**PROBLEM DETAILS**
Please write out the material below exactly as given.

**SUPPLIED ENTRIES**
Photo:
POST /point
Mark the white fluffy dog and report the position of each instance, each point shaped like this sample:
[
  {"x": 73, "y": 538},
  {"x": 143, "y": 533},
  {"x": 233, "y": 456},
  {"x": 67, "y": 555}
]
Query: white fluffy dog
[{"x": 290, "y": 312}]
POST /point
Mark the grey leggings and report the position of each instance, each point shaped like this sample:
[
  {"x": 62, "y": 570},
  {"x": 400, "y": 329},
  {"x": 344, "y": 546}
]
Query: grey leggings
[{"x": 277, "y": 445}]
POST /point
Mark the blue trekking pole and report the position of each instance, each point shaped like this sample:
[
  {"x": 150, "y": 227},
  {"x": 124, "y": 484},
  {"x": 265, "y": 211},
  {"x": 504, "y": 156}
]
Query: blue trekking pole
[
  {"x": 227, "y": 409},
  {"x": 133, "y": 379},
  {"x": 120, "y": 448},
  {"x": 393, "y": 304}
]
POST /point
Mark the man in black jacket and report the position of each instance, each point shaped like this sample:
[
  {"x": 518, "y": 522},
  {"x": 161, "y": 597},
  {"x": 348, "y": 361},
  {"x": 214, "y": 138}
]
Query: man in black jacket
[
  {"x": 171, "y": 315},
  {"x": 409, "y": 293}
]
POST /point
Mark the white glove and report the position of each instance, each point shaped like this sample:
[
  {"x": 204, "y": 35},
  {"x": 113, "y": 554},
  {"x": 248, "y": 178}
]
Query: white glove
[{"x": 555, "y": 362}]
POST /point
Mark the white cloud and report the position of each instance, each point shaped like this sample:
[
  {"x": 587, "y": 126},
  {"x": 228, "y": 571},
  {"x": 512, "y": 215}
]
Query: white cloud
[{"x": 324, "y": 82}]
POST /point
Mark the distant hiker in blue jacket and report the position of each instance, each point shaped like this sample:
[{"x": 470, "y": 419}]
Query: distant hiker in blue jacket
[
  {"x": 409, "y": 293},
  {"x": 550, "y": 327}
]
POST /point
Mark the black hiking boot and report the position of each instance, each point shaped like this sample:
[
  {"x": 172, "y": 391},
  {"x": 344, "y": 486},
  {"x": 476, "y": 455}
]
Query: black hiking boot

**THE RESPONSE**
Photo:
POST /point
Mark the white fluffy dog and report the position of each instance, each point shaped like this sample:
[
  {"x": 73, "y": 538},
  {"x": 143, "y": 533},
  {"x": 233, "y": 456},
  {"x": 67, "y": 555}
]
Query: white fluffy dog
[{"x": 290, "y": 312}]
POST /point
Mark the grey leggings and report the position of each instance, each point shaped like this sample:
[
  {"x": 62, "y": 570},
  {"x": 400, "y": 329},
  {"x": 344, "y": 546}
]
Query: grey leggings
[{"x": 277, "y": 445}]
POST /point
Mark the blue trekking pole and report the position of each instance, each point shaped like this sample:
[
  {"x": 150, "y": 227},
  {"x": 124, "y": 484},
  {"x": 265, "y": 211},
  {"x": 504, "y": 156}
]
Query: blue trekking pole
[
  {"x": 227, "y": 409},
  {"x": 133, "y": 379},
  {"x": 120, "y": 448},
  {"x": 393, "y": 304}
]
POST /point
Mark the man in black jacket and report the position of each instance, each point shaped like this sample:
[
  {"x": 518, "y": 522},
  {"x": 161, "y": 597},
  {"x": 348, "y": 361},
  {"x": 214, "y": 138}
]
Query: man in black jacket
[
  {"x": 171, "y": 315},
  {"x": 409, "y": 293}
]
POST /point
Mark the white glove and report the position of each instance, each point shaped like this sample:
[
  {"x": 204, "y": 35},
  {"x": 113, "y": 554},
  {"x": 248, "y": 178}
]
Query: white glove
[{"x": 555, "y": 362}]
POST /point
Mark the white cloud and report the position of each instance, each point shaped like this sample:
[
  {"x": 587, "y": 126},
  {"x": 228, "y": 571},
  {"x": 512, "y": 215}
]
Query: white cloud
[{"x": 324, "y": 82}]
POST /point
Mark the distant hiker in blue jacket and report the position of each instance, each point shaped like this sample:
[{"x": 470, "y": 419}]
Query: distant hiker in blue jacket
[
  {"x": 409, "y": 293},
  {"x": 550, "y": 327}
]
POST /point
Mark the black hiking boot and report the position of each instance, each point shaped like this sample:
[
  {"x": 172, "y": 391},
  {"x": 344, "y": 486},
  {"x": 476, "y": 455}
]
Query: black hiking boot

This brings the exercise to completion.